WORK TO DO:
**A.** Reproduce the stretch of the Shadow of the Batgirl review from "Talk to your" through "there different types?".
**B.** Decide whether each statement agrees with the Shadow of the Batgirl review: (i) Cassandra makes friends with a restaurant owner, a librarian, and a high school student; (ii) the narrative is more action-packed than contemplative; (iii) Batgirl has been away from Gotham for years. Answer yes or no for each, and quote the words from the review that decide it.
**C.** List every person Cassandra makes friends with according to the Shadow of the Batgirl review.

SOURCE EXCERPT:
As SHADOW OF THE BATGIRL begins, young teen Cassandra Cain is living on the streets, trying to escape the clutches of her villainous father. She makes friends with a restaurant owner, a librarian, and a high school student, but she's skittish about human contact. She's afraid of unleashing the violence within herself and killing someone. While her father closes in on the people she cares about, Cassandra waits for the costumed hero Batgirl to return to Gotham after years away. But what if Cassandra has to break her vow and save her friends herself?

Is it any good?

Some superheroes have a hidden softer side, and this tenderhearted origin story values character growth above martial arts fistfights. In Shadow of the Batgirl, Cassandra may seem waif-like, but writer Sarah Kuhn and illustrator Nicole Goux imbue her with an iron will, so that she struggles never to resort to the kind of violence her father trained her to wield. Goux's art is expressive and clear in its storytelling. The narrative is more contemplative than action-packed, which may appeal to readers weary of superhero slugfests. Filled with strong female characters -- some of Asian descent -- the book offers an intriguing alternative to the usual male-dominated comics story.

Talk to your kids about ...

  • Families can talk about how Shadow of the Batgirl uses the conventions of superhero stories to tell its story of teen self-discovery. Why are superheroes so popular in various media? What do they offer readers that other genres do not?

  • Cassandra expects other people to treat her badly. How can teens feel more positive about themselves and the people around them? What causes someone to be mistrustful?

  • What does it mean to be a hero? Are there different types?

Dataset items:

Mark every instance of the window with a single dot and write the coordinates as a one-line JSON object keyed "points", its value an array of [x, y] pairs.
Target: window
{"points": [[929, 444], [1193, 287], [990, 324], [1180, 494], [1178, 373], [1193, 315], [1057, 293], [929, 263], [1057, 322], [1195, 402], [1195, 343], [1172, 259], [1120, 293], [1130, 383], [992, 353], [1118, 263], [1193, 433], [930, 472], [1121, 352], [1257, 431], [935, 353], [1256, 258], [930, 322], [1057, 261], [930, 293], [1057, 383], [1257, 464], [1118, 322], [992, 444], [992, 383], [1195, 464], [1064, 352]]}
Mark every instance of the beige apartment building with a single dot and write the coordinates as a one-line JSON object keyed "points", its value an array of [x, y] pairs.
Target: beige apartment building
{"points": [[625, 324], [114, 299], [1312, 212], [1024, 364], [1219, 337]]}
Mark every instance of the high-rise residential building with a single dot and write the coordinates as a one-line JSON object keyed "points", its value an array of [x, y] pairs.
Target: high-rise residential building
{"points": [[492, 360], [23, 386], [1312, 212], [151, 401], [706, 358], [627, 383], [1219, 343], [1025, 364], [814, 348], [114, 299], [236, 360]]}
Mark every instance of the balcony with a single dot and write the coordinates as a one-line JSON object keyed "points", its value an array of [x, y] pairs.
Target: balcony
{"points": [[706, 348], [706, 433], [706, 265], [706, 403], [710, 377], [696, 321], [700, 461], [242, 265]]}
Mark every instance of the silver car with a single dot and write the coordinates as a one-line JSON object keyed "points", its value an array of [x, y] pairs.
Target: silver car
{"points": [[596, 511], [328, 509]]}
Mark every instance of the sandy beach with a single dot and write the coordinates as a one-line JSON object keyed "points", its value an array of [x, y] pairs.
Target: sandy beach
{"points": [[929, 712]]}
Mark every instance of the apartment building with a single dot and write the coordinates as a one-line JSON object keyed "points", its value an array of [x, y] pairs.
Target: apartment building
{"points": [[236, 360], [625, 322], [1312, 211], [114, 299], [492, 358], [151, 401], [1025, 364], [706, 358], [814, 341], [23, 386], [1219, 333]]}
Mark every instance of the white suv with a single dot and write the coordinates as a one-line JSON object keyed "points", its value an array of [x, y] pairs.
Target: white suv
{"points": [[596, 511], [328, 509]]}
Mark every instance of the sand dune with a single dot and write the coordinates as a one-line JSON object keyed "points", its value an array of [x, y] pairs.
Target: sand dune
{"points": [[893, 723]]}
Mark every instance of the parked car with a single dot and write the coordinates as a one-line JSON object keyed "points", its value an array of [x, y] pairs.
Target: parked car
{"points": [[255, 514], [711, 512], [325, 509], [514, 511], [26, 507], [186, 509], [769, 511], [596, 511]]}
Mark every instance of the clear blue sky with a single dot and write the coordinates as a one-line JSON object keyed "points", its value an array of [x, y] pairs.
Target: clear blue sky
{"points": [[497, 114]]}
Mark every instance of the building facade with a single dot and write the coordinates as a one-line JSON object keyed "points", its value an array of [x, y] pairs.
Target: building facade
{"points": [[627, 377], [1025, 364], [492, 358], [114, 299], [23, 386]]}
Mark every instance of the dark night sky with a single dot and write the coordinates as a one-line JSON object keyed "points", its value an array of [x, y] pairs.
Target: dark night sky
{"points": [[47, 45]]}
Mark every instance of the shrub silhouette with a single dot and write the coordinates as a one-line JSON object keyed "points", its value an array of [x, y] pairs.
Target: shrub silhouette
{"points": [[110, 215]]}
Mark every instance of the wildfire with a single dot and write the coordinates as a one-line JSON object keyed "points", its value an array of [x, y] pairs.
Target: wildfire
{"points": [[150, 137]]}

PROBLEM SOLUTIONS:
**A.**
Talk to your kids about ...

  • Families can talk about how Shadow of the Batgirl uses the conventions of superhero stories to tell its story of teen self-discovery. Why are superheroes so popular in various media? What do they offer readers that other genres do not?

  • Cassandra expects other people to treat her badly. How can teens feel more positive about themselves and the people around them? What causes someone to be mistrustful?

  • What does it mean to be a hero? Are there different types?

**B.**
(i) Yes: "She makes friends with a restaurant owner, a librarian, and a high school student"
(ii) No: "The narrative is more contemplative than action-packed"
(iii) Yes: "Cassandra waits for the costumed hero Batgirl to return to Gotham after years away"

**C.**
a restaurant owner
a librarian
a high school student